**Your instructions**: Everything from the line with "Where can you spot the red roof" to the end of the data should be restated word for word, and nothing before it.

**Material to process**:

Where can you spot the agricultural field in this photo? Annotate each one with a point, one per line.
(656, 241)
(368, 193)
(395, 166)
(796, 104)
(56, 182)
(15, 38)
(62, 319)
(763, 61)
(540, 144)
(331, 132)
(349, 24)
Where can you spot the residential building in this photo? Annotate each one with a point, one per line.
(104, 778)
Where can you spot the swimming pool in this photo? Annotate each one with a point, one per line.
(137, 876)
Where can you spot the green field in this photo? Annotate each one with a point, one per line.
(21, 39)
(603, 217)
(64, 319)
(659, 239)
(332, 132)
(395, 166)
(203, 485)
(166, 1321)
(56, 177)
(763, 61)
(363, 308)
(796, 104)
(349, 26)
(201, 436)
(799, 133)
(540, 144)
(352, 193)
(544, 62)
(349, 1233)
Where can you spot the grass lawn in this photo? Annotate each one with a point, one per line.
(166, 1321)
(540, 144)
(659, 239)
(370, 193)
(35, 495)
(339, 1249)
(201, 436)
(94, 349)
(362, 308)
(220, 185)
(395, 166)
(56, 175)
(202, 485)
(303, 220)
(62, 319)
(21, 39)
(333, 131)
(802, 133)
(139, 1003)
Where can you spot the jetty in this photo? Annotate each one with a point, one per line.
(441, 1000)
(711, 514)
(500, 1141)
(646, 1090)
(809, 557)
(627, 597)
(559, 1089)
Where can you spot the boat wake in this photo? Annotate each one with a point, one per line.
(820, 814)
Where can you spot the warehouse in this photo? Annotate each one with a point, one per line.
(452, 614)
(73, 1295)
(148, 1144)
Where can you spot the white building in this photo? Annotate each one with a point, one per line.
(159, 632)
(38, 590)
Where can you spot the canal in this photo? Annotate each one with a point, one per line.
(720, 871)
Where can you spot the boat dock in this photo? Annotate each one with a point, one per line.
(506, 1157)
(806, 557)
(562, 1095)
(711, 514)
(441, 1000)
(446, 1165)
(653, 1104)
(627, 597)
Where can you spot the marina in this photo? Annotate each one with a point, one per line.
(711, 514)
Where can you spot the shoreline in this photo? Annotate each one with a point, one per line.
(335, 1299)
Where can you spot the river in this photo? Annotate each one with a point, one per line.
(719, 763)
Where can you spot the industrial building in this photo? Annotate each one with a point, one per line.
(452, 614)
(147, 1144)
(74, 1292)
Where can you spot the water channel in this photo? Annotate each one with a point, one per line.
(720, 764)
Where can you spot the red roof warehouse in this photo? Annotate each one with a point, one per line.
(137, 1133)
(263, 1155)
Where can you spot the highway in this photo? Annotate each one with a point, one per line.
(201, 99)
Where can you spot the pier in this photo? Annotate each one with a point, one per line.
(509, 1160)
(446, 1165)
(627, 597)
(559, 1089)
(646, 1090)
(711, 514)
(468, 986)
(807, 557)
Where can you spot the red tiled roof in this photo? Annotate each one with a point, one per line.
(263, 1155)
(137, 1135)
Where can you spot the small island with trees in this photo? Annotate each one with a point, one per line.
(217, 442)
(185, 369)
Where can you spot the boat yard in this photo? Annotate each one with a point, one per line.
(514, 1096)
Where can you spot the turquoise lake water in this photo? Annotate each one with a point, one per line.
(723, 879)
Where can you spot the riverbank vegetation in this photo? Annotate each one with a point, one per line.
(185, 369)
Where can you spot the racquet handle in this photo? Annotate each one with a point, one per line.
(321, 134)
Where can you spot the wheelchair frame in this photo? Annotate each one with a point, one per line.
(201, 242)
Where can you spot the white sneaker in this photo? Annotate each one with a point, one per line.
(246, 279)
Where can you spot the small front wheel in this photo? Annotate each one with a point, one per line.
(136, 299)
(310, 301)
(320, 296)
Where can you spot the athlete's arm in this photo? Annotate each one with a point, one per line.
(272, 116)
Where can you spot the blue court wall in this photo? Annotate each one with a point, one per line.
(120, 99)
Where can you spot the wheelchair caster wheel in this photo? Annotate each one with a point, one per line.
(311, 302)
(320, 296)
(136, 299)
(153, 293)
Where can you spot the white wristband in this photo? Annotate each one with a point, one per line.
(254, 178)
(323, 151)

**Solved problem**:
Where can you spot the red roof warehouse in this photo? Annotate each one with a point, one per line.
(137, 1133)
(263, 1155)
Where can you spot the highway in this photo? Annotate each one with a point, one per line.
(201, 99)
Where can you spot the pier in this photo? Annotate each one with a point, one per line.
(509, 1160)
(446, 1165)
(627, 597)
(559, 1089)
(646, 1090)
(711, 514)
(468, 986)
(807, 557)
Where can you spot the red tiled roof in this photo? Annotate each one with a point, one per line.
(263, 1155)
(137, 1135)
Where can you spot the small island with trees in this photo? Annotate each one with a point, one per line.
(217, 442)
(185, 369)
Where can you spot the boat yard in this photo? Annotate each one with a point, one per line.
(514, 1096)
Where can you spot the turquoise lake water in this photo? Annotate each one with a point, one per line.
(723, 879)
Where can you spot the riverbank vegetation in this photo? Annotate each one with a point, one per line.
(185, 369)
Where can you spot the racquet handle in this photo? Annotate each one with a point, one per line.
(321, 134)
Where can you spot the wheelchair frame in this photo? Annotate each one with a point, one per line.
(201, 242)
Where can you spot the white sneaker in this photo? Annotate each one with a point, one per line.
(246, 279)
Where can you spot the small front wheel in this photo? Annotate each one with a point, one per line.
(136, 299)
(310, 301)
(320, 296)
Where can you spot the athlete's arm in this photo? Annotate each one with a point, one per line.
(272, 116)
Where can you spot the blue court wall in this photo? Annotate each one with a point, one per line.
(120, 99)
Where can you spot the wheelchair caster wheel in this photo? Annotate each one with a point, one per line.
(311, 302)
(320, 296)
(136, 299)
(153, 293)
Where can you spot the white wristband in this photo? Annotate each one with a point, one per line.
(254, 178)
(323, 151)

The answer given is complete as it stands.